What to work on
Copy the data exactly. No line may be skipped.

The records
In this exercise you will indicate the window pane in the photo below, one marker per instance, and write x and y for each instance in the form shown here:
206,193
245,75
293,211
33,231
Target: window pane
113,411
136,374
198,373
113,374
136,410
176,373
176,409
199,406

Written response
In this exercise you will indicate the window pane in the photo below, one marker per instance, and write x and y for each instance in the form shown here:
206,193
245,75
293,211
33,231
Target: window pane
113,411
136,374
198,373
113,374
136,410
176,373
176,409
199,406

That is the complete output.